Return the lines below exactly, starting with the line that contains "The component shall point out each instance of the shirt cuff" and stopping after the last line.

** start Information given **

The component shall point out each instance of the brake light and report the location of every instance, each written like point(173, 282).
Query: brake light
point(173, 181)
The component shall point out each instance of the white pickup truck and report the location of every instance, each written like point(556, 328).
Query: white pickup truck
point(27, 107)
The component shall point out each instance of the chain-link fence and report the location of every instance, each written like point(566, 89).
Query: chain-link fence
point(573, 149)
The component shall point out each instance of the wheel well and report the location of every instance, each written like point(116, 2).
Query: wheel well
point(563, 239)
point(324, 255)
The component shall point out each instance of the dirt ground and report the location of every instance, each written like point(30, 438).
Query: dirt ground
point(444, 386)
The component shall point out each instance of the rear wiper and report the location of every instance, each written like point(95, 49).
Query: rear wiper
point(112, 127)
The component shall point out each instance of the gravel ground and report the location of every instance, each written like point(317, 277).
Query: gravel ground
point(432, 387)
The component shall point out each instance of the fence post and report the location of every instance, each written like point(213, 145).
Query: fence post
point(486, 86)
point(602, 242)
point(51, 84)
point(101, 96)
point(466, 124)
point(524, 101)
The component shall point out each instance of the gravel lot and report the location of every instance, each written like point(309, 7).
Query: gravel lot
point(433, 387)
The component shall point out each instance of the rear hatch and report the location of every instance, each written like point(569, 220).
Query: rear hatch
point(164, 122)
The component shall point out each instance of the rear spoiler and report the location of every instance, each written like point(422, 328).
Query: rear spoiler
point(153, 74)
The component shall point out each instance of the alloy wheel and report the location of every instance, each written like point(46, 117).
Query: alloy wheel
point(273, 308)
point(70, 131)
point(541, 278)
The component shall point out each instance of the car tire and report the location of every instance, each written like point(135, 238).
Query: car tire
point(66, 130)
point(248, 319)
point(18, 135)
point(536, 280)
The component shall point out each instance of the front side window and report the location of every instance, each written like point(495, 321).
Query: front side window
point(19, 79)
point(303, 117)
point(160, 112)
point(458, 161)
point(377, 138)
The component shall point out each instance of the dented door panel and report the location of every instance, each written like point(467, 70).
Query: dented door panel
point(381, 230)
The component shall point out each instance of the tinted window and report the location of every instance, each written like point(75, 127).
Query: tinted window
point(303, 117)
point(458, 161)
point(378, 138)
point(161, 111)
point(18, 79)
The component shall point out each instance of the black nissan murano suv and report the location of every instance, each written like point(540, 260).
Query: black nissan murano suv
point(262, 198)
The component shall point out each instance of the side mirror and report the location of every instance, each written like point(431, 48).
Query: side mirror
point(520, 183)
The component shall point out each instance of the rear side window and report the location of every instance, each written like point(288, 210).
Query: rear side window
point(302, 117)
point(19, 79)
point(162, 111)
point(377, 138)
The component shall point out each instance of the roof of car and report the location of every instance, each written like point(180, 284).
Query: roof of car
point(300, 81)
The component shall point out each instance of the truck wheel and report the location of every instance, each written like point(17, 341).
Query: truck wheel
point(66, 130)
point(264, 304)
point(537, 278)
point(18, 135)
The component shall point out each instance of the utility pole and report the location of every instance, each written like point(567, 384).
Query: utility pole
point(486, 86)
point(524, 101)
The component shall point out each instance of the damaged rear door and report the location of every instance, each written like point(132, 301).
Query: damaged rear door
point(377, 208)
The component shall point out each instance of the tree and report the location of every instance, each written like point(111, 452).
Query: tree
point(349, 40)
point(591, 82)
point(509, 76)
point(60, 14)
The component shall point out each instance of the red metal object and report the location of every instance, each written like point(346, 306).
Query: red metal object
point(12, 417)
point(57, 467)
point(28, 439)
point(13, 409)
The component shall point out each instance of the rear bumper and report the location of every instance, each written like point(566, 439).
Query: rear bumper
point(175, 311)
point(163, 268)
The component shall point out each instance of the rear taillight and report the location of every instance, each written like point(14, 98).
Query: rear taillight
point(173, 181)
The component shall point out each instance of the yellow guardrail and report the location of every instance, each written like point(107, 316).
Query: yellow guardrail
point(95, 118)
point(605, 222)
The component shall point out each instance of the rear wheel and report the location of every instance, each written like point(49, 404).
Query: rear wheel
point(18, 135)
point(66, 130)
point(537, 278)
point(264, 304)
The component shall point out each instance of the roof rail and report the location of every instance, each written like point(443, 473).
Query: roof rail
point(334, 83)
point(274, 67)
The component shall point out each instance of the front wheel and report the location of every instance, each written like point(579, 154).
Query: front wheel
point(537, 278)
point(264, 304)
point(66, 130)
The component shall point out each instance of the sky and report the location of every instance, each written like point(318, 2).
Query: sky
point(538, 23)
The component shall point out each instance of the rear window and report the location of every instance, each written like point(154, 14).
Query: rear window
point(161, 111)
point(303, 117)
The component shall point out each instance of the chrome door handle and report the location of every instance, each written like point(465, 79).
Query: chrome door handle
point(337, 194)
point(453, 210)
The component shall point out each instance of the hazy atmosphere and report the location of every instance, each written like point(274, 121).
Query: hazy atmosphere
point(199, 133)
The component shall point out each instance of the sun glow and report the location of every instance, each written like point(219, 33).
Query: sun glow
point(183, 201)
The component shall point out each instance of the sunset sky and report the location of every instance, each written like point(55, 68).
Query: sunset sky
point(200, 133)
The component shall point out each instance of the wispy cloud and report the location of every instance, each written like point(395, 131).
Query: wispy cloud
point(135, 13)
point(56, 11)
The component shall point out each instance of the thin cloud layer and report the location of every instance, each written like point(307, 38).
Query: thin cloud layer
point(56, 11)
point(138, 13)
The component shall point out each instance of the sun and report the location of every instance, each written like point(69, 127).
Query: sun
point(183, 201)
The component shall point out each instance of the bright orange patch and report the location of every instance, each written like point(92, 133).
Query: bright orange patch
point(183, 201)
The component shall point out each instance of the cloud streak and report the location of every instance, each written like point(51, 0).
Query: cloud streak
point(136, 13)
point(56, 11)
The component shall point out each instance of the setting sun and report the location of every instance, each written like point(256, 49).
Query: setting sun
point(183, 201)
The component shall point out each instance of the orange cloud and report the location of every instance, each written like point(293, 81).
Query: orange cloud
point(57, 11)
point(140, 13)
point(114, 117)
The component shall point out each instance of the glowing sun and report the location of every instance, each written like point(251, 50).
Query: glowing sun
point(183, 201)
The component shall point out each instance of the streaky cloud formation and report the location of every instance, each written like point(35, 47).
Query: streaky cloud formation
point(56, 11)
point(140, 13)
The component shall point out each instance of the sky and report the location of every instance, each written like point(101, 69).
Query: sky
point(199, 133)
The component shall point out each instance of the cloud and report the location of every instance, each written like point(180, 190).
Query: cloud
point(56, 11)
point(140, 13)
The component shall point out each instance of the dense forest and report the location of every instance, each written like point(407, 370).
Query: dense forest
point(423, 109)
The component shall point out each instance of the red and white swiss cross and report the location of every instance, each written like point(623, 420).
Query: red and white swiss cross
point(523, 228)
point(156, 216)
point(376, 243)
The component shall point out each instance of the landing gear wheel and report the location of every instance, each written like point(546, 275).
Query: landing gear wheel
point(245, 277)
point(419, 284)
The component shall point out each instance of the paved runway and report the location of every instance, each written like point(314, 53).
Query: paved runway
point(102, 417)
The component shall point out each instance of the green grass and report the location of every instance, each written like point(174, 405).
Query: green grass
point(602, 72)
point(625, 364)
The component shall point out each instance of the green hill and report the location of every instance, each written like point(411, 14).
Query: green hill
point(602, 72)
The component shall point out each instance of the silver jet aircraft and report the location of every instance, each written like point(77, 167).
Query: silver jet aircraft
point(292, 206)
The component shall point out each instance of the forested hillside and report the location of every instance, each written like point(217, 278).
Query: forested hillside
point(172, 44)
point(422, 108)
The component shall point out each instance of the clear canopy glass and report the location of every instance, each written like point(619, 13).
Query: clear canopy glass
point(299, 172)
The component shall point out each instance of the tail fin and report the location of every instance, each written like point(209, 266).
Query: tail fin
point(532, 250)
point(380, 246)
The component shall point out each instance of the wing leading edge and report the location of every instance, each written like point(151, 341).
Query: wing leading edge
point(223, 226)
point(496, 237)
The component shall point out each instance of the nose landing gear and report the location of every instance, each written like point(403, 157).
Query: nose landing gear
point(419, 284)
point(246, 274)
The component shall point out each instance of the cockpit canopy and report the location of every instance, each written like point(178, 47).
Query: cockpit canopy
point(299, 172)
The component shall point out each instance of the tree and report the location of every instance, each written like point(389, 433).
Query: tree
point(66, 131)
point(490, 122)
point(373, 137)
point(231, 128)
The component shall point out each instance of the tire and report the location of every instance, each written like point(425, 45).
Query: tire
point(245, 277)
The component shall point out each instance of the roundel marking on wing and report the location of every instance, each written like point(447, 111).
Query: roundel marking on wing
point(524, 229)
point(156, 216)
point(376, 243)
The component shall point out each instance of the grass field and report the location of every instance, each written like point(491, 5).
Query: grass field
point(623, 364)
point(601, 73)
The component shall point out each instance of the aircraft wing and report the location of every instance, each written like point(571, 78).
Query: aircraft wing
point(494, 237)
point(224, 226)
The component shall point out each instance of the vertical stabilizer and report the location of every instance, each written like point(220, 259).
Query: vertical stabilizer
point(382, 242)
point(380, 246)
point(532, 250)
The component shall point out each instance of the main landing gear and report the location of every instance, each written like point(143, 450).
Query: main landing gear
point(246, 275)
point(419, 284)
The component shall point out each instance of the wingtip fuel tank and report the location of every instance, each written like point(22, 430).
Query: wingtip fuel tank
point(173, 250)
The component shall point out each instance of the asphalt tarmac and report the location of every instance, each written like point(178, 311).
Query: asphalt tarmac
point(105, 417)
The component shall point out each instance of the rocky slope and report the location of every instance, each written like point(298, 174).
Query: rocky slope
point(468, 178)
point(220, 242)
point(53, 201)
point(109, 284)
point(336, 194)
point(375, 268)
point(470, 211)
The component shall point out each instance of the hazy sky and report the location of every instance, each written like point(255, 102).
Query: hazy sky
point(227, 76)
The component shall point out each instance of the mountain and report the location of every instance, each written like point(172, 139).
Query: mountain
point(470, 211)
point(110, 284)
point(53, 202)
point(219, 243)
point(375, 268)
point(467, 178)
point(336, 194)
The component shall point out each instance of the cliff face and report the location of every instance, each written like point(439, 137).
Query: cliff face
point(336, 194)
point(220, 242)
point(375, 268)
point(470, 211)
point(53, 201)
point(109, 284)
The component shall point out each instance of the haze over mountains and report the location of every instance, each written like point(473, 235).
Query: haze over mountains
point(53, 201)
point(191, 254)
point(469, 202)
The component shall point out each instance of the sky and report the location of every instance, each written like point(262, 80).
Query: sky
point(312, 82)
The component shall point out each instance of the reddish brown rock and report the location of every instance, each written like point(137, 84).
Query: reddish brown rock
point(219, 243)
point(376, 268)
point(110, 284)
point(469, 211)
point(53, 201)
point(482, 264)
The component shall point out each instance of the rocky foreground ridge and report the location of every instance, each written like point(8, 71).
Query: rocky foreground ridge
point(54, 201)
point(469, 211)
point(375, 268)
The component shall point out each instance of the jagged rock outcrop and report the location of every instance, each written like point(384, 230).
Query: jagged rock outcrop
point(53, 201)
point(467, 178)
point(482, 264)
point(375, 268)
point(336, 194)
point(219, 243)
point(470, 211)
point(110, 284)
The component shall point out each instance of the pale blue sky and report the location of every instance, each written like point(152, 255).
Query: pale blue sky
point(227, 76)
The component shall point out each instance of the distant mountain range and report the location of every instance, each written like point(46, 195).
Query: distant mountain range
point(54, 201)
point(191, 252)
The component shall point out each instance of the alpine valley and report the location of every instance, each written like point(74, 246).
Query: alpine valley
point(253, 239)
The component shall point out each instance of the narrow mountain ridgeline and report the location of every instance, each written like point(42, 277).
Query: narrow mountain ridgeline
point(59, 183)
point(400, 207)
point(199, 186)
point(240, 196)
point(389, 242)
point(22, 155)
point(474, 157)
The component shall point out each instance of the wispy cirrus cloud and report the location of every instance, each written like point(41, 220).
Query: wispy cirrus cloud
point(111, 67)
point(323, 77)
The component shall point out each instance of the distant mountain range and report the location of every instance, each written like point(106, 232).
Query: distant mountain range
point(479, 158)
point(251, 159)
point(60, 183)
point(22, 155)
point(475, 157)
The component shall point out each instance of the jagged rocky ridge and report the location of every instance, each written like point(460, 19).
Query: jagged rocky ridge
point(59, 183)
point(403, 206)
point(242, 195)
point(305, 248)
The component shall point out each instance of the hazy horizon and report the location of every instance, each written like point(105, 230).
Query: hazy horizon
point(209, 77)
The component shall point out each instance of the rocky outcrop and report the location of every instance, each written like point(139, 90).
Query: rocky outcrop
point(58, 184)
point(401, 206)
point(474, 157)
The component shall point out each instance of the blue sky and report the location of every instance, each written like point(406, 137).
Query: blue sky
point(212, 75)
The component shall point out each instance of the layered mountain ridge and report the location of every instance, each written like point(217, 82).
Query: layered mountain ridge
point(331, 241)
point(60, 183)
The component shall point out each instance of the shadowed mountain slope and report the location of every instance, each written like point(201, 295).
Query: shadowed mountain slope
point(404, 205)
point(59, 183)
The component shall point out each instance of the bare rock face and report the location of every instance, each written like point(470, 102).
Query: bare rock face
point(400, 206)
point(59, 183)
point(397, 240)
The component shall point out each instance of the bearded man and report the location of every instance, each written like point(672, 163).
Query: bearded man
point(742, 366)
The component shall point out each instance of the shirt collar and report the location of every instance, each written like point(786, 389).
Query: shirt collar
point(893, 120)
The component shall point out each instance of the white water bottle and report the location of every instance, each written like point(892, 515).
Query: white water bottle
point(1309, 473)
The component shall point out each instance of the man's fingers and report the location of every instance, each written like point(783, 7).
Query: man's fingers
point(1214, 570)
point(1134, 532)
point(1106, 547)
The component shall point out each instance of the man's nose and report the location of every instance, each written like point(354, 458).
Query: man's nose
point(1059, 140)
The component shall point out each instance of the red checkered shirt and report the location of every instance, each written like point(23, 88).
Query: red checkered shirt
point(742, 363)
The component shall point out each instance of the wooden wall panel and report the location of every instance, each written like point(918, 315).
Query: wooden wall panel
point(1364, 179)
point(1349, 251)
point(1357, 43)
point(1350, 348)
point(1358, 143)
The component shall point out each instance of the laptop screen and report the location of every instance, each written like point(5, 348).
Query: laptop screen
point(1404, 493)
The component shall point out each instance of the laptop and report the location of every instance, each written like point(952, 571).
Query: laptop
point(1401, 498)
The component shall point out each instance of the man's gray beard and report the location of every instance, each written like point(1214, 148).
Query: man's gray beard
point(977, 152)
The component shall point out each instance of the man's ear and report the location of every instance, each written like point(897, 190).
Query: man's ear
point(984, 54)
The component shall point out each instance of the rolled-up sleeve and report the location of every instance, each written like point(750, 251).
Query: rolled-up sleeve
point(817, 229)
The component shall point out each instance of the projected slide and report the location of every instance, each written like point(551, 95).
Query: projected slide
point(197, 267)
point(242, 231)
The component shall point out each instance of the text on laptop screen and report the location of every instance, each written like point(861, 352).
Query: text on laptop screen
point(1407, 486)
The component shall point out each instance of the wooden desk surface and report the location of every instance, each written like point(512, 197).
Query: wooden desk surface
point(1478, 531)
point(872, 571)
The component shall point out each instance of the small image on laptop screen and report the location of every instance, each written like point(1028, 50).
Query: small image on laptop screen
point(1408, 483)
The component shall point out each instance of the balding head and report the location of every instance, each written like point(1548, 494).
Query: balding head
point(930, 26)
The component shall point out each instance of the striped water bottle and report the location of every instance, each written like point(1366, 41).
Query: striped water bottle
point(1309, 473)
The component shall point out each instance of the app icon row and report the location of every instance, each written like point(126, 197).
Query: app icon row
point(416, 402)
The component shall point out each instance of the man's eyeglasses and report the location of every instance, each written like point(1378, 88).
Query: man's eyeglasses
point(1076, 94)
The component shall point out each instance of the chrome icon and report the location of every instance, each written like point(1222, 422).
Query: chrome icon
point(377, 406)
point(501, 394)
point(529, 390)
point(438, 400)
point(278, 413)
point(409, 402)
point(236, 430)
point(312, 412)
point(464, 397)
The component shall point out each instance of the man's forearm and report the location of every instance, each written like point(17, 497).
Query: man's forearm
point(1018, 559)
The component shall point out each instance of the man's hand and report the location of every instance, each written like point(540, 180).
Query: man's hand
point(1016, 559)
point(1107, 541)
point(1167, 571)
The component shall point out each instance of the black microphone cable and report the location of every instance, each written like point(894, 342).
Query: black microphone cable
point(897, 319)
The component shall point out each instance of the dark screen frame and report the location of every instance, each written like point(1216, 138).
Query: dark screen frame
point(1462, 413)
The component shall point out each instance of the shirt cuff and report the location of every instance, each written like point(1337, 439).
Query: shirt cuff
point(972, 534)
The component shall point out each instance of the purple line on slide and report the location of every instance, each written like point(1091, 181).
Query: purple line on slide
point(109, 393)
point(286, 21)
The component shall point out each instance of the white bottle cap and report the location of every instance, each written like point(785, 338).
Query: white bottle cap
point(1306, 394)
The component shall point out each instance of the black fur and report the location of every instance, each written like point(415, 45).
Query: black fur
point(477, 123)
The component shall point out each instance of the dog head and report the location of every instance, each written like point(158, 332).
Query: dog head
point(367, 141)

** end Information given **

# Reply:
The component shall point out each instance of the shirt cuff and report the location of every instance, each written like point(1337, 439).
Query: shirt cuff
point(972, 534)
The component shall point out each instance of the purple line on slide and report the location of every instance, each written like point(1091, 181).
Query: purple line on slide
point(109, 393)
point(286, 21)
The component shall point out each instance of the white bottle cap and report the location of every instance, each written like point(785, 338).
Query: white bottle cap
point(1306, 394)
The component shall point out each instance of the black fur and report the location of every instance, each written like point(415, 45).
Query: black fur
point(477, 123)
The component shall point out each instance of the dog head and report the location of every instance, each written like point(158, 332).
Query: dog head
point(367, 141)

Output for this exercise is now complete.